**ACTIVITY**.
Find every line with the string "downspout" in the material below and copy it.

**DATA**.
☆ ☆ ☆ ☆

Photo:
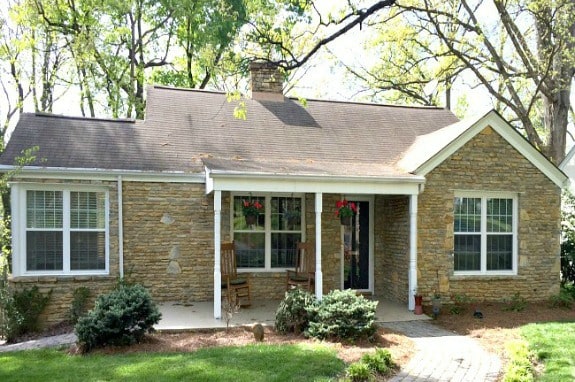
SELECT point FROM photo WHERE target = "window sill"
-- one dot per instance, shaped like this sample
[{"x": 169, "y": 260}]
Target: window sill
[
  {"x": 60, "y": 278},
  {"x": 485, "y": 277}
]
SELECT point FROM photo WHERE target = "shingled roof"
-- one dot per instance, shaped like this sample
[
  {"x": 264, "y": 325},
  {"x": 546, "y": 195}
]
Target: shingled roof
[{"x": 185, "y": 130}]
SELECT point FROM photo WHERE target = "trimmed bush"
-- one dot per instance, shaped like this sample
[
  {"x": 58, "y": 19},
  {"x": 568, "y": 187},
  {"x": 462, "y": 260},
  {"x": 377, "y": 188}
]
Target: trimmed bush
[
  {"x": 121, "y": 317},
  {"x": 292, "y": 315},
  {"x": 342, "y": 315}
]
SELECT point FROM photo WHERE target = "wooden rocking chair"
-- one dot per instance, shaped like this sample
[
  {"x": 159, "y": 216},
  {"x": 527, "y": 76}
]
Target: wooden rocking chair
[
  {"x": 237, "y": 286},
  {"x": 304, "y": 274}
]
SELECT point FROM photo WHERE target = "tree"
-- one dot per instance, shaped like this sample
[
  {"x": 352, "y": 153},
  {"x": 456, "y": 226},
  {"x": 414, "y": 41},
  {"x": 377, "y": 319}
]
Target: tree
[{"x": 521, "y": 51}]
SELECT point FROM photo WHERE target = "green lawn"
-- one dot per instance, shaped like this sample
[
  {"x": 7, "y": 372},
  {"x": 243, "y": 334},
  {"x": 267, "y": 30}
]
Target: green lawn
[
  {"x": 247, "y": 363},
  {"x": 553, "y": 344}
]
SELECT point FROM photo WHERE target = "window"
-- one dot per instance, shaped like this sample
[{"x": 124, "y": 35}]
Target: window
[
  {"x": 269, "y": 241},
  {"x": 485, "y": 234},
  {"x": 64, "y": 231}
]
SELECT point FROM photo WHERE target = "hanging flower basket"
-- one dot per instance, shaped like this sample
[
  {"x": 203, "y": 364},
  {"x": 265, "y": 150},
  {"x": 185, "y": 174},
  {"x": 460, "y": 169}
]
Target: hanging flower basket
[
  {"x": 345, "y": 211},
  {"x": 251, "y": 219},
  {"x": 345, "y": 220},
  {"x": 251, "y": 209}
]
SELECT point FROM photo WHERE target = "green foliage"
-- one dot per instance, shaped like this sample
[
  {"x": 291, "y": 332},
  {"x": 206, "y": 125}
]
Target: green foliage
[
  {"x": 343, "y": 315},
  {"x": 519, "y": 368},
  {"x": 380, "y": 362},
  {"x": 551, "y": 343},
  {"x": 121, "y": 317},
  {"x": 358, "y": 371},
  {"x": 292, "y": 315},
  {"x": 516, "y": 303},
  {"x": 252, "y": 363},
  {"x": 79, "y": 302}
]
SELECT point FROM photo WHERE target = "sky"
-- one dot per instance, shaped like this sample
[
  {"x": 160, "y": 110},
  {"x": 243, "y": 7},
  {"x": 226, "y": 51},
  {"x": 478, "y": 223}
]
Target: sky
[{"x": 322, "y": 80}]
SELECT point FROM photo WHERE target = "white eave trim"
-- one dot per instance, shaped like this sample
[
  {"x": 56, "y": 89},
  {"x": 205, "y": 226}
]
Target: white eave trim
[
  {"x": 497, "y": 123},
  {"x": 37, "y": 172},
  {"x": 265, "y": 182}
]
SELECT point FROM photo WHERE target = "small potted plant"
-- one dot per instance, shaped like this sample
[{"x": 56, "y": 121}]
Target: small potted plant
[
  {"x": 345, "y": 211},
  {"x": 436, "y": 303},
  {"x": 251, "y": 211},
  {"x": 418, "y": 302}
]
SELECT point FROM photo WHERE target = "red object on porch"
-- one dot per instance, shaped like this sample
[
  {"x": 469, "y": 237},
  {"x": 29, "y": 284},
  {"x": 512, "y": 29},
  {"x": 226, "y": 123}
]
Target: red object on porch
[{"x": 418, "y": 304}]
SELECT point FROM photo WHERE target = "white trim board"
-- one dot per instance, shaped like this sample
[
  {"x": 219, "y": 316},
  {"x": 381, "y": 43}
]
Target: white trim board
[{"x": 507, "y": 132}]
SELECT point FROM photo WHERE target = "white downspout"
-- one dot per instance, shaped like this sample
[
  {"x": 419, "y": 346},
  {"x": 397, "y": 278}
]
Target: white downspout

☆ ☆ ☆ ☆

**RESULT FOR THIS TASK**.
SELECT point FROM photo WHERE target = "white downspout"
Target: white downspout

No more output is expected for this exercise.